**The exercise:** Read the data and repeat all of it exactly.

— START OF Data lines —

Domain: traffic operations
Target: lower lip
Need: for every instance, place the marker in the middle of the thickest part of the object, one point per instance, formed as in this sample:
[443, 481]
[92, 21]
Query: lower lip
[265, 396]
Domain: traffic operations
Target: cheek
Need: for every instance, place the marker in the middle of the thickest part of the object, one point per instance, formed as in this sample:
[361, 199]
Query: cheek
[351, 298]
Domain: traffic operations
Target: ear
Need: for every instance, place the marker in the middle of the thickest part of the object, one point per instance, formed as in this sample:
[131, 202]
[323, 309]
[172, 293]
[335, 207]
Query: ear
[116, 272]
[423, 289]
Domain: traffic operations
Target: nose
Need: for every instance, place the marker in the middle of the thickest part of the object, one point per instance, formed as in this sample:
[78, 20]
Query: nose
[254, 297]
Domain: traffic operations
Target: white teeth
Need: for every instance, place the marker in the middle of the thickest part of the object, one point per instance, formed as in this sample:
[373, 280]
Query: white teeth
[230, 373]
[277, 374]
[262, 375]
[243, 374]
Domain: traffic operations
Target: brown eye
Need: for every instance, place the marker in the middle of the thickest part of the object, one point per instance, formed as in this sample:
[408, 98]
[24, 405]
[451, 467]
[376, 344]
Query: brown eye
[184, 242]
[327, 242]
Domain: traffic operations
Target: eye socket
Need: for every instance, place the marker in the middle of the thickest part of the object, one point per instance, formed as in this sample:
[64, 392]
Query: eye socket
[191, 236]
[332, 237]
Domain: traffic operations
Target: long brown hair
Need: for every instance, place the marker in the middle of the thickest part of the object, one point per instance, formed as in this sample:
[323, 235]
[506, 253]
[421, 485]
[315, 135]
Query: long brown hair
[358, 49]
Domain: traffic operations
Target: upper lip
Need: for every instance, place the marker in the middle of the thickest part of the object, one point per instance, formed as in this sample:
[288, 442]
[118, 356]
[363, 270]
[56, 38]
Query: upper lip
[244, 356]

— END OF Data lines —

**Result for this exercise:**
Domain: traffic operations
Target: lower lip
Need: for every instance, place the marker in the middle of the thickest part of the object, one point per instance, formed as in this sample:
[443, 481]
[92, 21]
Query: lower lip
[265, 396]
Domain: traffic operations
Target: cheek
Need: for every instance, place the marker in the middle of the thickest part of the object, one point per instance, formed as in this sample:
[361, 199]
Query: cheek
[351, 298]
Domain: traffic operations
Target: ear
Need: for every instance, place the marker in the middle of the thickest part of the object, one point per instance, formed as in this sample:
[131, 202]
[323, 309]
[172, 293]
[335, 207]
Query: ear
[116, 272]
[423, 289]
Domain: traffic operations
Target: nose
Need: for every instance, place the marker in the middle of the thickest part of the object, one point per instance, formed as in this sample:
[78, 20]
Query: nose
[254, 297]
Domain: traffic operations
Target: white teeth
Need: for every instance, place the marker in the middle of the thickest part of the object, one point per instance, formed as in this sample:
[373, 280]
Query: white teeth
[230, 373]
[277, 374]
[262, 375]
[243, 374]
Domain: traffic operations
Target: brown eye
Need: for every instance, place the marker in the middle of the thickest part of the object, one point per instance, formed as in this sample:
[408, 98]
[24, 405]
[451, 467]
[376, 344]
Query: brown eye
[184, 242]
[327, 242]
Domain: traffic operations
Target: eye socket
Need: for every instance, place the marker in the middle of the thickest part of the object, one point per instance, formed as in this sample:
[64, 392]
Query: eye socket
[191, 236]
[332, 237]
Domain: traffic operations
Target: long brown hair
Need: for every instance, place the marker in the middle of the thickest part of the object, one point per instance, formed as in this sample:
[323, 235]
[506, 253]
[421, 485]
[315, 135]
Query: long brown hair
[358, 49]
Domain: traffic operations
Target: upper lip
Need: for every instance, place the marker in the middle of the thickest part of the object, one point per instance, formed as in this sample:
[288, 442]
[118, 356]
[363, 270]
[56, 38]
Query: upper lip
[244, 356]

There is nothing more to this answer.